(Data for this task)
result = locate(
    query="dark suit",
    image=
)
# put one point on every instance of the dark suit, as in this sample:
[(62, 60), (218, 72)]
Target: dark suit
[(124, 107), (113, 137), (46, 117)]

(Exercise description) Put every line of the data above into a Markdown table with two columns, Row and Line. Number each row and leave out any blank lines.

(Response to the exercise)
| Row | Line |
|---|---|
| 1 | result = locate( |
| 2 |     query="dark suit", |
| 3 |     image= |
| 4 | ) |
| 5 | # put one point on every instance of the dark suit, as in this sample: |
| 6 | [(62, 60), (218, 72)] |
| 7 | Target: dark suit |
| 8 | [(124, 107), (113, 137), (46, 117)] |